* Source passage *
The primary point of this passage is to help the Corinthian Christians to be orderly in their giving. The principles laid down here are also important for us today.

 

Orderly Giving Will Be:

1. Done for a Godly Purpose

2. Done at Weekly Worship

3. Done in Proportion to One’s Income

4. Done in a Manner above Reproach

 

Orderly Giving Will Be:

I. DONE FOR A GODLY PURPOSE

 

1 Corinthians 16:1 Now concerning the collection for the saints, as I have given order to the churches of Galatia, even so do ye.  

 

1. Supporting Poor Christians

 

The first thing that we notice here is that this “collection” was not the normal Sunday offering. This was a special offering for “the saints” in, as verse 3 tells us, the city of Jerusalem. This was a widespread and long-term collection that Paul had several churches involved in (see Romans 15:26).

 

Why did the Christians in Jerusalem need help?

 

We can discern two reasons from the Bible:

 

1) Jerusalem Christians, after the death of Stephen in Acts 7, found themselves under persecution and driven from Jerusalem.

 

1 And Saul was consenting unto his death. And at that time there was a great persecution against the church which was at Jerusalem; and they were all scattered abroad throughout the regions of Judaea and Samaria, except the apostles. (Acts 8:1)

 

We can suppose that the believers who were left did not have an easy time of it. You can imagine that Christian bakers were forced out of business because they weren’t kosher!

 

2) Another reason that Christians in Jerusalem needed help was that there had been famines in the area. The first one, occurring in about 46 AD, had been predicted by Agabus.

 

28 And there stood up one of them named Agabus, and signified by the spirit that there should be great dearth throughout all the world: which came to pass in the days of Claudius Caesar. (Acts 11:28)

 

Then there had been other famines, making it difficult for many to get back on their feet again.

 

What we see here then, is the first godly purpose in giving: to help fellow Christians in need. Not that we don’t need to help unbelievers in need as well, as Jesus explained in the parable of the Good Samaritan:

 

In that parable, in Luke 10, Jesus made it clear that we are to give to whoever is in need who crosses our path. Remember that Jesus told that parable because someone asked him, “Who is my neighbour,” expecting a very narrow answer like, just your family and closest friends.

* Required tasks *
A: In the passage on orderly giving, translate this sentence into Spanish: "Then there had been other famines, making it difficult for many to get back on their feet again."
B: Answer these questions from the passage on orderly giving:
(i) In which city were "the saints" who received the special collection?
(ii) After whose death did the Jerusalem Christians face persecution?
(iii) In about what year did the first famine occur?
C: Carry on the passage on orderly giving from its last sentence, in the same voice and style.

* Material shown *

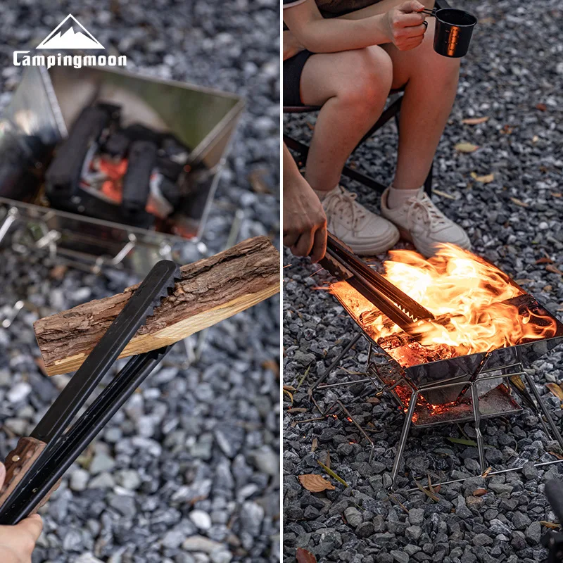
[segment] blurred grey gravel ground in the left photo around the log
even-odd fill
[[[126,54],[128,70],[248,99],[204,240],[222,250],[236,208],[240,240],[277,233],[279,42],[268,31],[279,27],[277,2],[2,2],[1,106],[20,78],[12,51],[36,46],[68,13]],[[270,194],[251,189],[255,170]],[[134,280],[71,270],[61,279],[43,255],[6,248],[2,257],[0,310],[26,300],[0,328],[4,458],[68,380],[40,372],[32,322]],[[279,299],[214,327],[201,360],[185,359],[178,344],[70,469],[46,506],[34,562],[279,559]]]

==

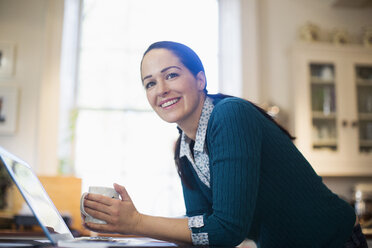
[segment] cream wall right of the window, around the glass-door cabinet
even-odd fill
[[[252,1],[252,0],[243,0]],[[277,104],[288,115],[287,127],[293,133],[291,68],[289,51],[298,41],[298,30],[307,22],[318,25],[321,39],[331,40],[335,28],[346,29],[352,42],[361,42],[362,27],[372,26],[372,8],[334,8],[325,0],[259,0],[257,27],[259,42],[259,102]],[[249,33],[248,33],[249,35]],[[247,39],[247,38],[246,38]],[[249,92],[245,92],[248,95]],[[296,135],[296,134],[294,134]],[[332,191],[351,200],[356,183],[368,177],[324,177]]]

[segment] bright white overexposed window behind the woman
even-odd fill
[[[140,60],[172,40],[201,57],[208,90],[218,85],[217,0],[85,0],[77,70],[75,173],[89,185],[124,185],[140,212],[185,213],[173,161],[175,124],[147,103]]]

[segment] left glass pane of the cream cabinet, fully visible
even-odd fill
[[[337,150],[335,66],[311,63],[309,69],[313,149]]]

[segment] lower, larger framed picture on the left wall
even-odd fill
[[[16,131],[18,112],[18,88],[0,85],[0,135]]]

* * *

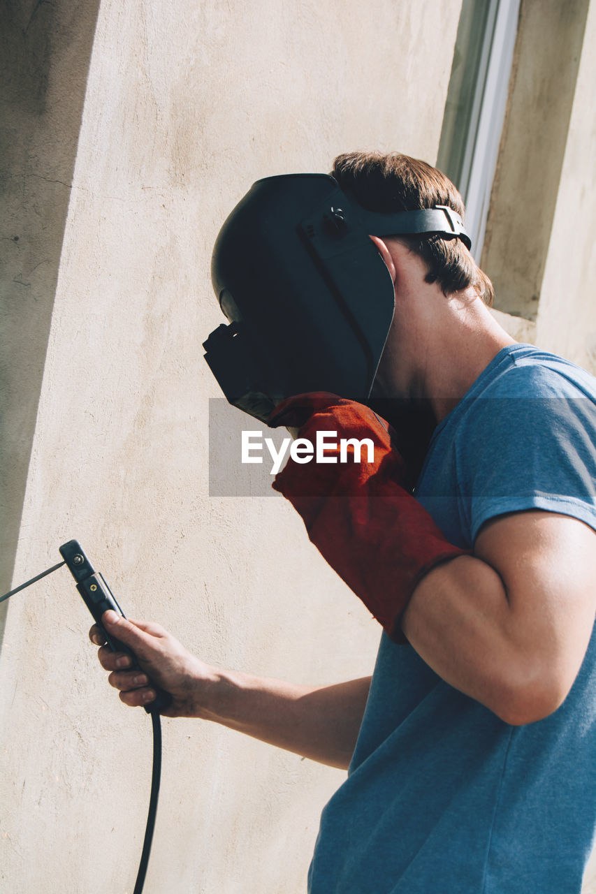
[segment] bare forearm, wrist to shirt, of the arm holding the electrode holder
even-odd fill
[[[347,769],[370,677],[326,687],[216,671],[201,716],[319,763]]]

* Task-by-task answers *
A: Luego hubo otras hambrunas, lo que hizo difícil que muchos volvieran a ponerse en pie.

B:
(i) Jerusalem
(ii) Stephen's
(iii) About 46 AD

C:
 

But Jesus told about a Samaritan helping a Jew, two nations of people who detested one another, to show that a neighbor is whoever is in your neighborhood at the time (Luke 10:25-37).

 

But we are especially to help those who are fellow Christians:

 

10 As we have therefore opportunity, let us do good unto all men, especially unto them who are of the household of faith. (Galatians 6:10)

 

I suppose the reasoning is that, if we can’t show love to one another, how are we ever going to get around to showing love to those who don’t believe in Jesus?

 

2. Supporting The Local Church

 

Of course, giving to the poor, even poor Christians, is not the only giving we are to do—perhaps not even the first things we are to give to. 

 

A key responsibility for the Christian is to give to the local church where he or she attends—to support the ministry that he or she receives there. The Bible makes it clear that pastors are to be supported:

 

6 Let him that is taught in the word communicate [share] unto him that teacheth in all good things. (Galatians 6:6)

 

This is a principle that stretches all the way back to the Old Testament. 

 

21 And, behold, I have given the children of Levi all the tenth in Israel for an inheritance, for their service which they serve, even the service of the tabernacle of the congregation. (Numbers 18:21)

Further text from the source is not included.